What you have to do
Find the line with "x=205 y=869" in the entries below. Repeat it, every following line, and the line with "x=105 y=525", exactly and with nothing added.

(Natural language region descriptions)
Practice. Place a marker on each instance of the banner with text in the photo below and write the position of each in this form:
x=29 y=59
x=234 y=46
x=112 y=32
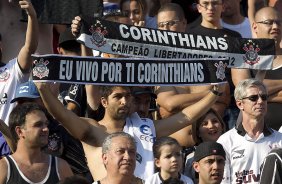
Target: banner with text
x=128 y=71
x=122 y=39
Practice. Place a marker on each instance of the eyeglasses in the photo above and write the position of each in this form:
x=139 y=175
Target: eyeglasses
x=254 y=98
x=214 y=4
x=168 y=23
x=271 y=22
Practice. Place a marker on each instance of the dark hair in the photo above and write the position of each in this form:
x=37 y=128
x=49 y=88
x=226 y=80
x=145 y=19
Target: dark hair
x=141 y=3
x=18 y=116
x=197 y=124
x=108 y=90
x=71 y=46
x=161 y=142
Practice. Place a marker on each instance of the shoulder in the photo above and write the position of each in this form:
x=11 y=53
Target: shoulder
x=232 y=33
x=4 y=170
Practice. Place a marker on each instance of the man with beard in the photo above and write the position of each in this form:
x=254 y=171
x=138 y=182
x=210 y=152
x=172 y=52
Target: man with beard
x=28 y=125
x=117 y=101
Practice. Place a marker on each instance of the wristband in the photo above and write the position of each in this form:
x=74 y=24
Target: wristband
x=216 y=92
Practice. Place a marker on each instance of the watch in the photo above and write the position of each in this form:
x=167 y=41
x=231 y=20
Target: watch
x=216 y=92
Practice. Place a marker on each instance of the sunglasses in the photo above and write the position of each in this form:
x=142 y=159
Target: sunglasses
x=270 y=22
x=168 y=23
x=254 y=98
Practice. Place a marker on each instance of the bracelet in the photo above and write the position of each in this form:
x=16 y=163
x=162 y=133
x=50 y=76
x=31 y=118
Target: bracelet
x=216 y=92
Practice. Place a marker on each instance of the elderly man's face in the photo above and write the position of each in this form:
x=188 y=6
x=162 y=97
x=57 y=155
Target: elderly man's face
x=121 y=158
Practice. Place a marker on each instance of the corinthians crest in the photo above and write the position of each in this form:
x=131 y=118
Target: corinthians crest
x=251 y=55
x=220 y=71
x=4 y=75
x=40 y=70
x=98 y=32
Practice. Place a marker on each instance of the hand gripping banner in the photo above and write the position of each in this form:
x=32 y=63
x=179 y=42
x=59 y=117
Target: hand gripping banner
x=122 y=39
x=128 y=71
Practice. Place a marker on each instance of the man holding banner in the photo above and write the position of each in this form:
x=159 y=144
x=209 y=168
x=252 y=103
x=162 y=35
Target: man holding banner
x=117 y=102
x=173 y=99
x=268 y=25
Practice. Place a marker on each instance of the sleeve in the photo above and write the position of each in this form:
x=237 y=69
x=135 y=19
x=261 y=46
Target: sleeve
x=227 y=172
x=271 y=169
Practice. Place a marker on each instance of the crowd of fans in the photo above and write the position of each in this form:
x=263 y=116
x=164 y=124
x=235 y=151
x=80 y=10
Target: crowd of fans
x=73 y=133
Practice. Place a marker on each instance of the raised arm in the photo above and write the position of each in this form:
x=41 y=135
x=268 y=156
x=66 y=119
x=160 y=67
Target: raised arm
x=188 y=115
x=4 y=129
x=4 y=171
x=31 y=39
x=64 y=169
x=86 y=130
x=171 y=100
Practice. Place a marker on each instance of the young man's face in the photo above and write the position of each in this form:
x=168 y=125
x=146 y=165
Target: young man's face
x=170 y=161
x=142 y=104
x=118 y=103
x=121 y=158
x=168 y=20
x=35 y=131
x=268 y=25
x=211 y=10
x=210 y=169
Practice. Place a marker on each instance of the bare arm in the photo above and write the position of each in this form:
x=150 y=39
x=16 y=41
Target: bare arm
x=171 y=100
x=64 y=169
x=4 y=129
x=86 y=130
x=31 y=39
x=188 y=115
x=92 y=91
x=3 y=171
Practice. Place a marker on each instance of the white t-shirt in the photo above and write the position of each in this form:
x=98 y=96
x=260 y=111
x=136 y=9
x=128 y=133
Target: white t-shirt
x=10 y=77
x=244 y=28
x=143 y=131
x=156 y=179
x=244 y=155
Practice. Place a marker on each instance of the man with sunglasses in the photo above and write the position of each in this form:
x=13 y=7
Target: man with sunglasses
x=268 y=25
x=249 y=142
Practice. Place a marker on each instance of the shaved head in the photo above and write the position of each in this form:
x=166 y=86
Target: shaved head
x=264 y=12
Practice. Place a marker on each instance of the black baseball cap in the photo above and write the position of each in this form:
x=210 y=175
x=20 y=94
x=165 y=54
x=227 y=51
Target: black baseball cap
x=208 y=148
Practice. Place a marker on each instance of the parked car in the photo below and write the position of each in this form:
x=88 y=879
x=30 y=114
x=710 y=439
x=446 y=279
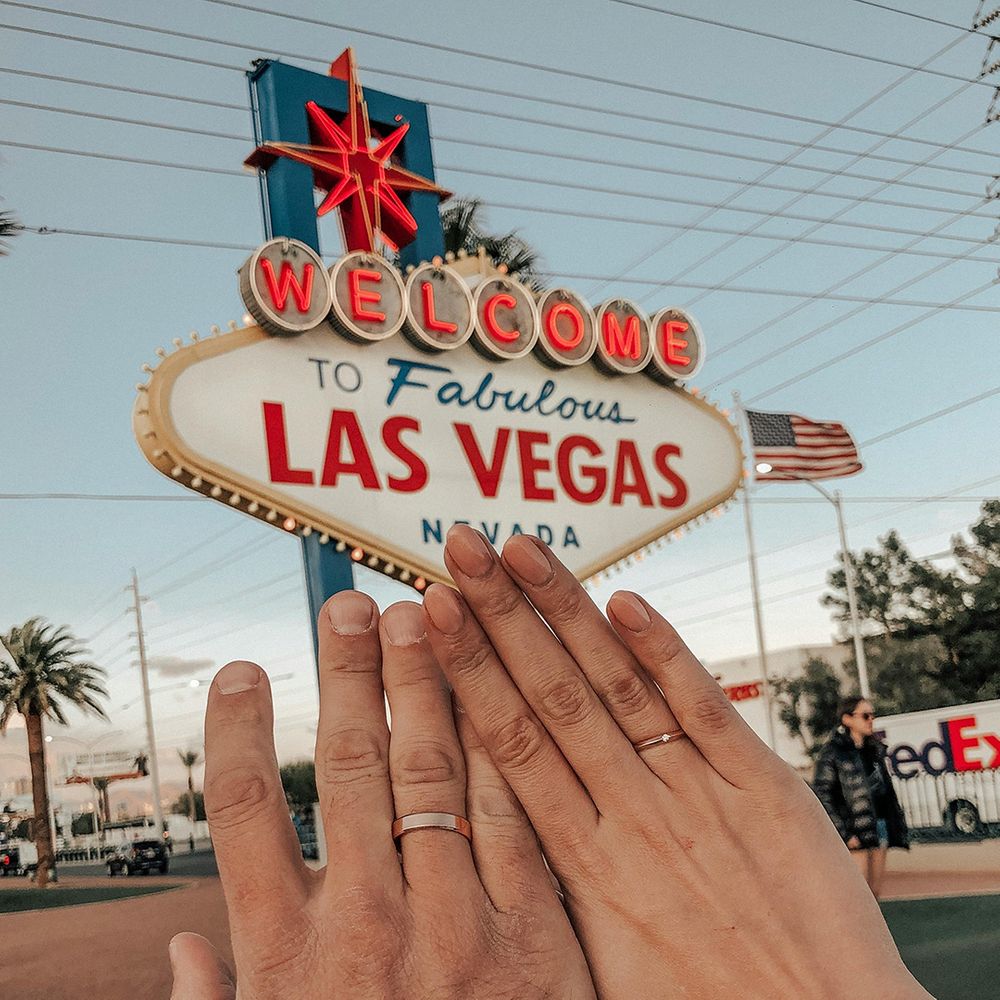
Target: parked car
x=141 y=856
x=945 y=764
x=19 y=858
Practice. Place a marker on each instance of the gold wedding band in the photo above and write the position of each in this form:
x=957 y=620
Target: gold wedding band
x=677 y=734
x=431 y=821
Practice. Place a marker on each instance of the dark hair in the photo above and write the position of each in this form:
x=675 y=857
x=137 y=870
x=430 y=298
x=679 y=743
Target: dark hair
x=848 y=706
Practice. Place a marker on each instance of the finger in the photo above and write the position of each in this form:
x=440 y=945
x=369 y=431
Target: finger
x=701 y=707
x=559 y=807
x=550 y=680
x=198 y=969
x=506 y=851
x=245 y=804
x=634 y=702
x=352 y=744
x=425 y=758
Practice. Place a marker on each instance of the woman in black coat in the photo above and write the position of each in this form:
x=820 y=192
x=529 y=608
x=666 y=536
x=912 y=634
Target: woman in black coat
x=852 y=781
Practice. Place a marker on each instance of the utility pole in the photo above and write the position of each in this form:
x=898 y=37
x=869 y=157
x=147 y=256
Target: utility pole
x=154 y=766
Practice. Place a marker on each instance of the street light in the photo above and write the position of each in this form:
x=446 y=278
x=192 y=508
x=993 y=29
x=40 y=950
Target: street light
x=852 y=603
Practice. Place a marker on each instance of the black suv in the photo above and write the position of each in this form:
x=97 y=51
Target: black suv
x=140 y=856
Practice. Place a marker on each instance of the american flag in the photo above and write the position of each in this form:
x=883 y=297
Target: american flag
x=797 y=448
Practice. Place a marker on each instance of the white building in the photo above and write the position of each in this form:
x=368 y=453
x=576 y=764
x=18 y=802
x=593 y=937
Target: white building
x=741 y=678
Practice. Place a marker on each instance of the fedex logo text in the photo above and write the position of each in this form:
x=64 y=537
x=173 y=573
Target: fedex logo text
x=960 y=748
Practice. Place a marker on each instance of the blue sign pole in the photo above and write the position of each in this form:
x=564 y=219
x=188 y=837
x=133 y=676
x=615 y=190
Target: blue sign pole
x=278 y=95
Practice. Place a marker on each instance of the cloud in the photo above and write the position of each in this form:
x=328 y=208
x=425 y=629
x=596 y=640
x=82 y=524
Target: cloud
x=177 y=666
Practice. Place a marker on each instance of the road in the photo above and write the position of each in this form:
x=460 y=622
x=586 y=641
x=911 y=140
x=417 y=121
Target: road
x=202 y=862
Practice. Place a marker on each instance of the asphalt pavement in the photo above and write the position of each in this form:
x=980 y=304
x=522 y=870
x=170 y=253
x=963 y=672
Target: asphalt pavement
x=182 y=862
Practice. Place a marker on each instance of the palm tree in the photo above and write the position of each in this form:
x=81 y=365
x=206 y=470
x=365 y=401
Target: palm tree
x=9 y=226
x=189 y=758
x=461 y=221
x=48 y=671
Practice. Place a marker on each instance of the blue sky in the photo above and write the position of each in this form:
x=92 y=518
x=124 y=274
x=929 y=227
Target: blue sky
x=83 y=313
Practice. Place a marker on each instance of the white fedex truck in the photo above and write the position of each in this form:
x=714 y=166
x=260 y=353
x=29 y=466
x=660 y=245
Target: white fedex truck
x=945 y=765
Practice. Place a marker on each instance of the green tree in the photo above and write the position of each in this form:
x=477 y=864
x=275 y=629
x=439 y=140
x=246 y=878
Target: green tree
x=49 y=672
x=808 y=702
x=189 y=758
x=462 y=223
x=182 y=805
x=932 y=635
x=298 y=779
x=83 y=824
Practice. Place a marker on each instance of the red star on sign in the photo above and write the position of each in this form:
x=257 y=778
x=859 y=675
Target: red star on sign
x=355 y=169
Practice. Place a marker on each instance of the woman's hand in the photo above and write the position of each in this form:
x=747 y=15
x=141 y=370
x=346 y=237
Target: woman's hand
x=452 y=920
x=699 y=868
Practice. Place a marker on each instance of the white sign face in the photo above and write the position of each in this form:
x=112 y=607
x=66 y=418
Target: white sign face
x=102 y=764
x=383 y=446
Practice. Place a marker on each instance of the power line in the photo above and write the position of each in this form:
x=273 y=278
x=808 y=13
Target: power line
x=909 y=250
x=531 y=209
x=583 y=130
x=730 y=563
x=936 y=415
x=121 y=89
x=853 y=352
x=115 y=595
x=197 y=547
x=131 y=237
x=953 y=216
x=729 y=199
x=464 y=85
x=96 y=496
x=234 y=555
x=175 y=631
x=764 y=215
x=922 y=17
x=785 y=38
x=456 y=140
x=738 y=290
x=671 y=144
x=562 y=156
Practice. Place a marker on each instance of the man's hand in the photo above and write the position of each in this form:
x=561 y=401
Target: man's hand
x=448 y=919
x=702 y=867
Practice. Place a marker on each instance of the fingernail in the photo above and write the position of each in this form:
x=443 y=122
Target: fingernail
x=630 y=611
x=403 y=624
x=444 y=609
x=469 y=549
x=527 y=560
x=238 y=676
x=351 y=613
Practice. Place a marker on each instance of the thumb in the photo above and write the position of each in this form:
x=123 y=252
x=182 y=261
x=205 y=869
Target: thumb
x=199 y=971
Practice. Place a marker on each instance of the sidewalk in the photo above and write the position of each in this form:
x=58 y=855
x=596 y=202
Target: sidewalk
x=935 y=870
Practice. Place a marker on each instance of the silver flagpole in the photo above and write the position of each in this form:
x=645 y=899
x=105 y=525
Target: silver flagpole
x=754 y=582
x=852 y=602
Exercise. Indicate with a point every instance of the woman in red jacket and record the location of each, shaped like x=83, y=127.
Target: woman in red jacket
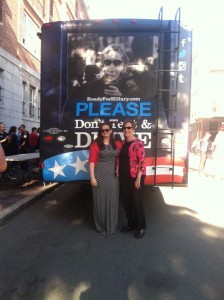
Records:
x=103, y=157
x=132, y=172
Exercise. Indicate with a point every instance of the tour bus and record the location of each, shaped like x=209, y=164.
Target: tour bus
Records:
x=150, y=84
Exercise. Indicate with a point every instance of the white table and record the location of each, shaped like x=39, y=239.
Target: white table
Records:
x=23, y=157
x=23, y=175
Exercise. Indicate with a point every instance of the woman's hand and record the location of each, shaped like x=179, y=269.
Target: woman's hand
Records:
x=112, y=90
x=93, y=182
x=138, y=183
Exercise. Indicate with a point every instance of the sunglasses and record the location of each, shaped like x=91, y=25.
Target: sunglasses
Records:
x=116, y=62
x=127, y=127
x=105, y=130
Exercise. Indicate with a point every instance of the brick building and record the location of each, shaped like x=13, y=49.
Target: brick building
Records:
x=20, y=21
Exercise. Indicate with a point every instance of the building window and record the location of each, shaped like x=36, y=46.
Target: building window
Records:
x=24, y=98
x=31, y=101
x=30, y=38
x=213, y=126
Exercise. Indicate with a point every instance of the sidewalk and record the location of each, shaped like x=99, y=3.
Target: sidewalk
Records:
x=13, y=197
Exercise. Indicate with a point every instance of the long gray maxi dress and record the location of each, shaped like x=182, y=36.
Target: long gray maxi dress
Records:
x=106, y=194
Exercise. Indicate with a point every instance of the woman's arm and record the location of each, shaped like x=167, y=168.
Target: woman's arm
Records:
x=92, y=174
x=3, y=162
x=93, y=159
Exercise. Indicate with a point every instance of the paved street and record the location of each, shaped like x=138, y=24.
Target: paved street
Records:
x=50, y=251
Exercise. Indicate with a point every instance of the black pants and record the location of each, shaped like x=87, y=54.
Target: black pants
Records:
x=132, y=200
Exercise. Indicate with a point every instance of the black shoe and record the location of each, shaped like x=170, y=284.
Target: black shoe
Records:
x=139, y=234
x=126, y=229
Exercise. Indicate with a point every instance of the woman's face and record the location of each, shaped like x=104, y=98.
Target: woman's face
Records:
x=105, y=131
x=113, y=65
x=128, y=130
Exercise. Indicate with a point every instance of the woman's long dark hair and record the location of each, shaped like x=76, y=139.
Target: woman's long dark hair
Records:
x=99, y=138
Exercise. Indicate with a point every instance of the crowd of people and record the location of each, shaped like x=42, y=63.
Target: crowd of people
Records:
x=19, y=140
x=206, y=147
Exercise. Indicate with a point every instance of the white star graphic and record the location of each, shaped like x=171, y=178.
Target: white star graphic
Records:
x=79, y=165
x=57, y=169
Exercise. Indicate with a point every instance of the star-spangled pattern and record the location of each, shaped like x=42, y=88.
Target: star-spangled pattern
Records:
x=60, y=168
x=57, y=169
x=79, y=165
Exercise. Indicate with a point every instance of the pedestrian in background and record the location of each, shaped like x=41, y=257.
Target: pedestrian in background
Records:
x=204, y=149
x=14, y=141
x=33, y=139
x=132, y=172
x=105, y=184
x=3, y=162
x=4, y=138
x=24, y=140
x=218, y=154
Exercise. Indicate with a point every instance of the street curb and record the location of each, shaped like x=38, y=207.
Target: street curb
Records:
x=17, y=207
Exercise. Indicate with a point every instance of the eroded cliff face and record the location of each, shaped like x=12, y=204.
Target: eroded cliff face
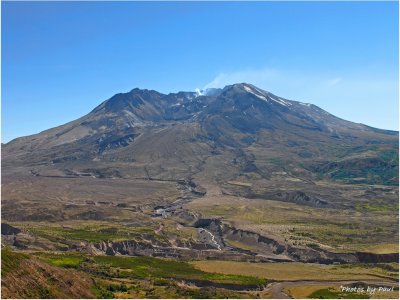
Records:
x=214, y=243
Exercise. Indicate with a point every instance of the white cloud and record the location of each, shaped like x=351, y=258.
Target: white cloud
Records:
x=363, y=97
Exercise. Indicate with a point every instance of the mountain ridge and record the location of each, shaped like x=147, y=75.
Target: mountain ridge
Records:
x=165, y=132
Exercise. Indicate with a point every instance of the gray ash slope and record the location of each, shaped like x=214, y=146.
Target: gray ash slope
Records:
x=144, y=133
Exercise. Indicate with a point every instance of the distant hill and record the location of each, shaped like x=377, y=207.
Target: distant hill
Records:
x=147, y=134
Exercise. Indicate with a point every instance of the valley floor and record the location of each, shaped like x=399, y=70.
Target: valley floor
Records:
x=74, y=238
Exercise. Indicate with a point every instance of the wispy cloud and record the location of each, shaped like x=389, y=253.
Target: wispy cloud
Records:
x=368, y=98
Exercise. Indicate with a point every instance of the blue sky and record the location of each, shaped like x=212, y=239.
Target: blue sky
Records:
x=60, y=60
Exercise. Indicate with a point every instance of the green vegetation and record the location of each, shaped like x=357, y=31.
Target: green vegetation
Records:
x=149, y=267
x=91, y=233
x=145, y=267
x=10, y=260
x=332, y=294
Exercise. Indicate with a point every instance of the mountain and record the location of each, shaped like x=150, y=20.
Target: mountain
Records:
x=245, y=130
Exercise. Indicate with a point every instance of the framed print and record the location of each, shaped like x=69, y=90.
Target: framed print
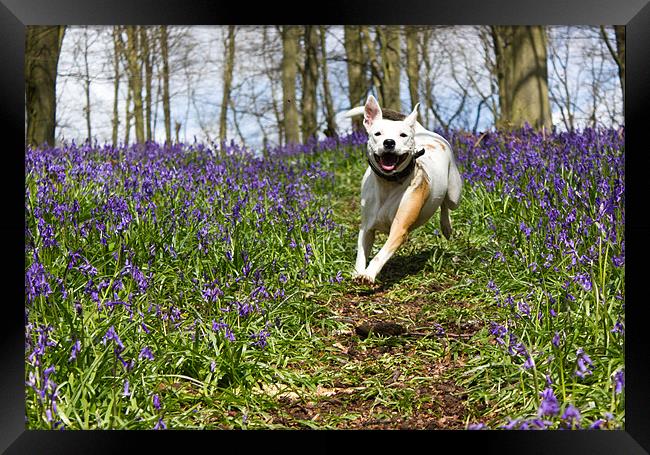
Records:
x=421, y=217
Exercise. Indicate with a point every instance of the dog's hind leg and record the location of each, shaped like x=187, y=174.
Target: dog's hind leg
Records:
x=454, y=187
x=445, y=220
x=364, y=244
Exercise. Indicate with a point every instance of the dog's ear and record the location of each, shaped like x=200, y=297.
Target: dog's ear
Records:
x=413, y=116
x=371, y=112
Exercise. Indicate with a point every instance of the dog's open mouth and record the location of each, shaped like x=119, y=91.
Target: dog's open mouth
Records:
x=390, y=161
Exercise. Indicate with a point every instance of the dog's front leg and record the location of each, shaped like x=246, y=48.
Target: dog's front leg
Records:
x=364, y=245
x=406, y=216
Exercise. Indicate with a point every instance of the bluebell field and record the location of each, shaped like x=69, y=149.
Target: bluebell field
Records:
x=151, y=260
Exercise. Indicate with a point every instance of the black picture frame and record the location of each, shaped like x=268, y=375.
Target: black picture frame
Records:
x=16, y=14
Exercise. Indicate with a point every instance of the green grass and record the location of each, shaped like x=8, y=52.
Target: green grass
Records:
x=205, y=381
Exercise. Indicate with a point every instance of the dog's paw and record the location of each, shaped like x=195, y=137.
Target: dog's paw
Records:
x=363, y=279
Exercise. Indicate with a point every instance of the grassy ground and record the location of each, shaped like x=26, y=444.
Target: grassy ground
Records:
x=186, y=353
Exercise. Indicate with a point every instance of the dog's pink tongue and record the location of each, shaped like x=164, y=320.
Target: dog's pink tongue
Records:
x=388, y=162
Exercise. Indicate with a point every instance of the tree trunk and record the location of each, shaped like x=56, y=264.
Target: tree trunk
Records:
x=148, y=75
x=227, y=82
x=87, y=87
x=390, y=56
x=290, y=36
x=164, y=52
x=375, y=69
x=42, y=49
x=428, y=78
x=618, y=54
x=522, y=76
x=619, y=30
x=127, y=115
x=356, y=69
x=327, y=95
x=412, y=63
x=309, y=83
x=135, y=81
x=117, y=51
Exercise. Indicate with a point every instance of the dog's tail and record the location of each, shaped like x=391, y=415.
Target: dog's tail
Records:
x=355, y=111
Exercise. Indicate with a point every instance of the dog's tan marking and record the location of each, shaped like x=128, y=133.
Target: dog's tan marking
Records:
x=408, y=210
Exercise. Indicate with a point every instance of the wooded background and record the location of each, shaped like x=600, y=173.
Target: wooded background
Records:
x=272, y=85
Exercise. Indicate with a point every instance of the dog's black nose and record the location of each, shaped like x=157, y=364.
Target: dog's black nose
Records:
x=389, y=144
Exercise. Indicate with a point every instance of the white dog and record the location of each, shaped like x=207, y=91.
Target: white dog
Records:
x=411, y=173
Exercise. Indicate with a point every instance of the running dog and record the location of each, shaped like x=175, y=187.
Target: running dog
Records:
x=411, y=174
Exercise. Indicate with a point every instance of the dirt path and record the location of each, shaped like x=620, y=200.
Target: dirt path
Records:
x=400, y=380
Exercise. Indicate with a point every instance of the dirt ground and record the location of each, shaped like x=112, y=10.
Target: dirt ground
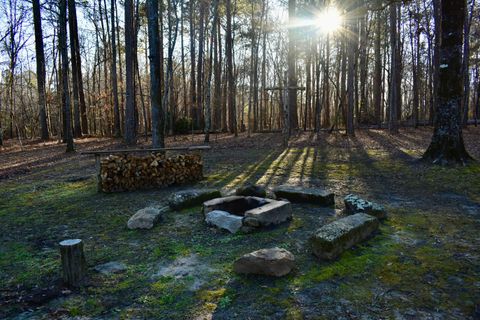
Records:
x=423, y=264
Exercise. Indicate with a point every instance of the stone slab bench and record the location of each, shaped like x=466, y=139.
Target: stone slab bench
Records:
x=300, y=194
x=355, y=204
x=103, y=153
x=331, y=240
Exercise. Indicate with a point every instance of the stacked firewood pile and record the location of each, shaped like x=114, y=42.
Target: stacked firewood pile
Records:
x=128, y=172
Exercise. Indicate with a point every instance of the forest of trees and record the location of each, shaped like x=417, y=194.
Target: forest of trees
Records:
x=137, y=68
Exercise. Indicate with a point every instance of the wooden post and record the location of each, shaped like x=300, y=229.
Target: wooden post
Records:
x=73, y=262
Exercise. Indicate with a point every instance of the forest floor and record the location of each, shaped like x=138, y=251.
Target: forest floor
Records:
x=423, y=264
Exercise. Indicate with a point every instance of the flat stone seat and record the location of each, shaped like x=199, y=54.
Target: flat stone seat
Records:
x=272, y=213
x=255, y=212
x=355, y=204
x=191, y=197
x=332, y=239
x=234, y=204
x=224, y=220
x=300, y=194
x=274, y=262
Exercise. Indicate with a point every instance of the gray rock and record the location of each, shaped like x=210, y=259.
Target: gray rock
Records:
x=110, y=268
x=145, y=218
x=228, y=204
x=274, y=212
x=251, y=190
x=300, y=194
x=270, y=262
x=355, y=204
x=224, y=220
x=331, y=240
x=192, y=197
x=187, y=267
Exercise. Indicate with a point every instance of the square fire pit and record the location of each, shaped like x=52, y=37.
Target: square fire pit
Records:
x=255, y=212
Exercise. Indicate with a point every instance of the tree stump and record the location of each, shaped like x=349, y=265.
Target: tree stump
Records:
x=73, y=262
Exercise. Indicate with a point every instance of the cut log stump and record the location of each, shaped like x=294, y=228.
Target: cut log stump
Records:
x=73, y=262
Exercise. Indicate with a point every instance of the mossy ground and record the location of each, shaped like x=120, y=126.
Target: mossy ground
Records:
x=423, y=262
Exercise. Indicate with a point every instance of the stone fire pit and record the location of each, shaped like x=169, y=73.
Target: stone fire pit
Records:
x=239, y=212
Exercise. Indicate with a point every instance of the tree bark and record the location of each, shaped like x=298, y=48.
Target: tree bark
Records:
x=377, y=73
x=40, y=57
x=77, y=127
x=393, y=92
x=291, y=61
x=232, y=111
x=155, y=81
x=73, y=262
x=447, y=145
x=130, y=118
x=65, y=91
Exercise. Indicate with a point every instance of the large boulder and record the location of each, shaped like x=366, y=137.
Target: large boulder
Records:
x=192, y=197
x=270, y=262
x=271, y=213
x=110, y=268
x=224, y=220
x=145, y=218
x=355, y=204
x=300, y=194
x=251, y=190
x=332, y=239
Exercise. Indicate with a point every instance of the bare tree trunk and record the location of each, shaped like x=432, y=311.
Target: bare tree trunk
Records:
x=130, y=118
x=393, y=99
x=77, y=127
x=377, y=73
x=466, y=63
x=116, y=110
x=155, y=81
x=447, y=145
x=208, y=112
x=232, y=111
x=291, y=61
x=64, y=58
x=193, y=86
x=352, y=65
x=40, y=57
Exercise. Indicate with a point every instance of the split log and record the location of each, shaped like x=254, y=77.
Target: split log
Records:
x=129, y=172
x=73, y=262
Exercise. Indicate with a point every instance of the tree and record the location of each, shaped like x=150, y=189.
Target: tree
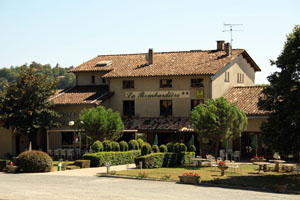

Task solution
x=205 y=869
Target: thumb
x=199 y=971
Practice. Place a marker on each instance of the sidewalk in the photo above and write the position of each in this form:
x=58 y=855
x=596 y=202
Target: sidewalk
x=935 y=870
Practice. Place a marker on each instance of the silver flagpole in the photo above and write the position of each in this form:
x=645 y=899
x=105 y=525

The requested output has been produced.